[Data to use]
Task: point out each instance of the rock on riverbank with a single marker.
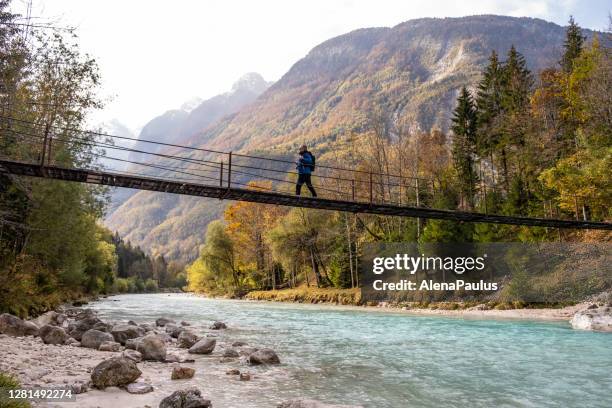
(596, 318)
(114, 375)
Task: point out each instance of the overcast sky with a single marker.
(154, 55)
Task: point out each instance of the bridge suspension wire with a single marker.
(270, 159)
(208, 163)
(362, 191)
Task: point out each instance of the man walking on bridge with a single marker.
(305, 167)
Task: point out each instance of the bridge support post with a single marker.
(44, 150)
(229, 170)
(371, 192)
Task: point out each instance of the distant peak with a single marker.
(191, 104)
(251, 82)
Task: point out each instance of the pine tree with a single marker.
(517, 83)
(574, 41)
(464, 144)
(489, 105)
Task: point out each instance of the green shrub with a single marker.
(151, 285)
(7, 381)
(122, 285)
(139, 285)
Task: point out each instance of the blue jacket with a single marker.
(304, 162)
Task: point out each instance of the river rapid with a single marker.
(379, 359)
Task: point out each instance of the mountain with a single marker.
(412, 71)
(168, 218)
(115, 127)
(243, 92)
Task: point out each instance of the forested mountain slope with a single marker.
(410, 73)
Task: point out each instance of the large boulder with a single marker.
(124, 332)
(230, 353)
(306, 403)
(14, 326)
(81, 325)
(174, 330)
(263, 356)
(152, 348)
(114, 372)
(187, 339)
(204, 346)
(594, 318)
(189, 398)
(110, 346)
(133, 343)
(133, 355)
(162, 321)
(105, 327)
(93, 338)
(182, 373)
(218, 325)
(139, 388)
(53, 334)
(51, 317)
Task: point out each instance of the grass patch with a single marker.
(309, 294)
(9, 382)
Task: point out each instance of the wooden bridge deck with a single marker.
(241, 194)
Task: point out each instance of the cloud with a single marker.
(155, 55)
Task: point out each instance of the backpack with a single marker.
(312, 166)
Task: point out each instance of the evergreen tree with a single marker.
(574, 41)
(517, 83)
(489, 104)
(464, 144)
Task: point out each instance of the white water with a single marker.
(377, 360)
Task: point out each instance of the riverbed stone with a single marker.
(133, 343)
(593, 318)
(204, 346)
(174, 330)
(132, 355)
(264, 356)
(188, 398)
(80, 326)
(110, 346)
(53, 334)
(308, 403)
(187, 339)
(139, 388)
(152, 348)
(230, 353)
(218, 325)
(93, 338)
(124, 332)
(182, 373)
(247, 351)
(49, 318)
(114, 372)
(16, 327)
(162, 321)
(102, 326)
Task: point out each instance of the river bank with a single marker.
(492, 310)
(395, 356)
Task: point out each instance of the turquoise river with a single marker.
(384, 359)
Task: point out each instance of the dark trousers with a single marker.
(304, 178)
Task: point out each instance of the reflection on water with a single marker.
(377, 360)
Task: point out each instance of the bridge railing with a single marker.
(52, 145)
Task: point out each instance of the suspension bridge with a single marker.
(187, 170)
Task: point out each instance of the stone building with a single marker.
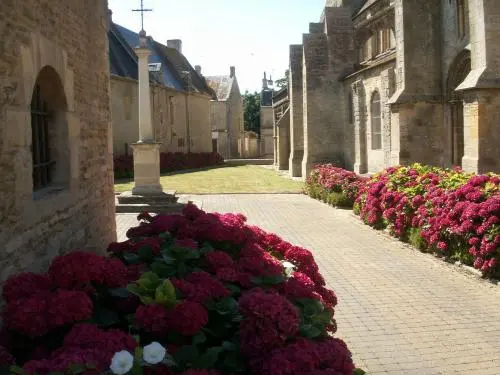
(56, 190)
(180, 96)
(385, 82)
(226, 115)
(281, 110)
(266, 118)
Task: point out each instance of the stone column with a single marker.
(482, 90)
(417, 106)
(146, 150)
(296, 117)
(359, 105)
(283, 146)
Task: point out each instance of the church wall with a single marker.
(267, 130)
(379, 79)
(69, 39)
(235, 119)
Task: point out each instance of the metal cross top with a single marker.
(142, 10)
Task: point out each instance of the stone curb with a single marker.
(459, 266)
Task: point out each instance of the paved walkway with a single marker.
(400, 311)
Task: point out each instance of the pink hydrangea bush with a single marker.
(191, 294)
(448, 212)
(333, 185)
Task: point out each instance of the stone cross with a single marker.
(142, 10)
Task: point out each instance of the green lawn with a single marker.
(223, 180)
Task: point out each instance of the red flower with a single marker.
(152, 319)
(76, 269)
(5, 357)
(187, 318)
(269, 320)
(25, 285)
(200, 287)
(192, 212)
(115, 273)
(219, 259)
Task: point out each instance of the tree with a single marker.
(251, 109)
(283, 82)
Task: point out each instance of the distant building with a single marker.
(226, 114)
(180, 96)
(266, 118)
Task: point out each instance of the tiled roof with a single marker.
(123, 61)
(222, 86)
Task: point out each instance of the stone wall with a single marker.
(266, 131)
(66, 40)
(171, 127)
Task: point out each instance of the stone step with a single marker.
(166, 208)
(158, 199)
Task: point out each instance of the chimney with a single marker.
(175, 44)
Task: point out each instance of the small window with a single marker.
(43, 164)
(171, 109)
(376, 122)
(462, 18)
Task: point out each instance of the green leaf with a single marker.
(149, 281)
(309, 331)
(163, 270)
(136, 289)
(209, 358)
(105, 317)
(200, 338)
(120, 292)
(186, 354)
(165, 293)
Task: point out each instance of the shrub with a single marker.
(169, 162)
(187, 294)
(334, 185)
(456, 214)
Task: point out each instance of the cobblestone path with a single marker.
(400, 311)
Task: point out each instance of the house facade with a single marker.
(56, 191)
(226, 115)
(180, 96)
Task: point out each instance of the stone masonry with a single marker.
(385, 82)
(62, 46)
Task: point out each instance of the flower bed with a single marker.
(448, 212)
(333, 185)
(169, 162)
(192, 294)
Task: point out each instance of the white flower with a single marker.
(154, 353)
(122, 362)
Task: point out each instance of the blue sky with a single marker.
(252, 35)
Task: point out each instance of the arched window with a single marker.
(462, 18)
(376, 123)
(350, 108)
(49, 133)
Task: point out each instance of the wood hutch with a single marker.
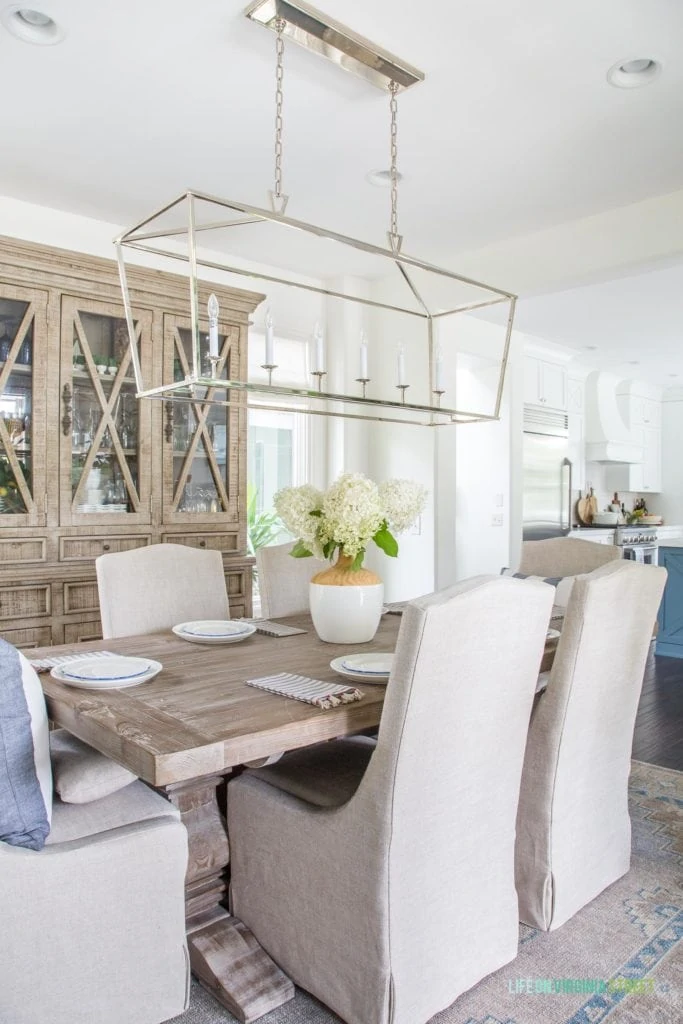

[Short task]
Quote every record above exactly, omitting any pictures they contain.

[Worked solution]
Task: point out each instance of the rock on riverbank with a single marker.
(596, 318)
(114, 375)
Task: point out each instance of the overcast sky with a single marker.
(154, 55)
Task: point out each instance of the bridge suspension wire with a single marker.
(270, 159)
(208, 163)
(362, 191)
Task: point out each instance of the man walking on bridge with a single marker.
(305, 167)
Task: point out each instance of the bridge support post with a single marker.
(44, 150)
(229, 170)
(371, 192)
Task: point out each instance of the distant peak with a single marker.
(191, 104)
(251, 82)
Task: point out each instance of the pine tree with a single marker.
(517, 83)
(574, 41)
(464, 144)
(489, 105)
Task: point out each instance of the green shrub with a single marker.
(151, 285)
(7, 381)
(122, 285)
(139, 285)
Task: point out each instance of the blue jacket with a single marker.
(304, 162)
Task: point out each instance of the river rapid with a single marker.
(379, 359)
Task: point out each instance of the mountain with a single marker.
(412, 71)
(168, 218)
(115, 127)
(243, 92)
Task: point out each instance of the forested mountain slope with a single marker.
(410, 73)
Task: point out each instance of the large boulder with a single marker.
(124, 332)
(230, 353)
(306, 403)
(14, 326)
(81, 325)
(174, 330)
(263, 356)
(152, 348)
(114, 372)
(187, 339)
(204, 346)
(594, 318)
(189, 398)
(110, 346)
(133, 343)
(133, 355)
(162, 321)
(105, 327)
(93, 338)
(182, 373)
(218, 325)
(139, 388)
(53, 334)
(51, 317)
Task: point out each instance of the grass patch with a single marker.
(309, 294)
(9, 382)
Task: point out each instance of the wooden bridge deck with a single marker.
(241, 194)
Task: point out each instance of the cloud with a single marker.
(155, 55)
Task: point out each instance of the backpack with a single marker.
(312, 166)
Task: point out each instance of the evergreen tree with a single marker.
(574, 41)
(517, 83)
(489, 104)
(464, 144)
Task: point out each instance of the white water with a single marker.
(377, 360)
Task: point out each instance of the riverbed stone with a single marker.
(133, 343)
(593, 318)
(204, 346)
(174, 330)
(132, 355)
(264, 356)
(188, 398)
(80, 326)
(110, 346)
(53, 334)
(308, 403)
(187, 339)
(139, 388)
(152, 348)
(230, 353)
(218, 325)
(93, 338)
(124, 332)
(182, 373)
(247, 351)
(49, 318)
(114, 372)
(16, 327)
(162, 321)
(102, 326)
Task: point out each instance of the river bank with a single marker.
(492, 310)
(395, 356)
Task: point out each instance of the turquoise river with a single marker.
(384, 359)
Task: point out each instance of the dark trousers with a single marker.
(304, 178)
Task: point out each instance of the reflection on water with a single marker.
(377, 360)
Task: point out each instance of the bridge railing with a single marker.
(52, 145)
Task: point out each instance of the suspension bridge with a single marker.
(187, 170)
Task: point out each instance of the stone building with a single marker.
(56, 190)
(180, 96)
(385, 82)
(226, 115)
(281, 110)
(266, 118)
Task: point out each instance of the stone column with a single marker.
(482, 90)
(417, 106)
(146, 150)
(296, 117)
(359, 105)
(283, 146)
Task: point out each instance of the church wall with a single marker.
(267, 130)
(379, 79)
(69, 39)
(235, 119)
Task: point out each instance of the metal cross top with a single marker.
(142, 10)
Task: point out each instance of the stone curb with a single marker.
(459, 266)
Task: point out each instance of the paved walkway with a single marker.
(400, 311)
Task: point out each instance of the pink hydrangea bush with a single marker.
(191, 294)
(448, 212)
(333, 185)
Task: point out each instance of the stone cross with a single marker.
(142, 10)
Task: point out each instance of the green lawn with a single marker.
(223, 180)
Task: point out each instance of the red flower with a single marker.
(152, 319)
(76, 269)
(5, 357)
(187, 318)
(269, 320)
(25, 285)
(200, 287)
(192, 212)
(115, 273)
(219, 259)
Task: point out each instance of the tree with a single marker.
(251, 109)
(283, 82)
Task: point out each instance of the distant building with a single marker.
(226, 114)
(180, 96)
(266, 118)
Task: point out each instance of the tiled roof with a single marker.
(123, 61)
(222, 86)
Task: point out each instance of the stone wall with a single marker.
(266, 131)
(66, 40)
(171, 127)
Task: point out each instance of the stone step with a single marker.
(166, 208)
(158, 199)
Task: point out each instance of the chimney with a single marker.
(175, 44)
Task: point out each instance of the small window with a single marker.
(43, 164)
(171, 109)
(376, 122)
(462, 18)
Task: point out each instance of the green leaf with a single marker.
(149, 281)
(309, 331)
(163, 270)
(136, 289)
(209, 358)
(105, 317)
(200, 338)
(120, 292)
(186, 354)
(165, 293)
Task: point out each instance of the shrub with a single marker.
(169, 162)
(187, 294)
(334, 185)
(456, 214)
Task: point out each instance of the cobblestone path with a single marker.
(400, 311)
Task: point out each instance of the house facade with a single marker.
(56, 191)
(226, 115)
(180, 96)
Task: point out each instance of the stone masonry with a single marker.
(385, 82)
(62, 46)
Task: point out each instance of the flower bed with a single marker.
(448, 212)
(333, 185)
(169, 162)
(192, 294)
Task: point out each instance of the white flower with a single marker.
(154, 353)
(122, 362)
Task: point out each instance of the blue sky with a single marker.
(252, 35)
Task: point out each instance of the arched window with a single marker.
(462, 18)
(376, 123)
(350, 108)
(49, 133)
Task: point out each instance of the wood hutch with a single marker.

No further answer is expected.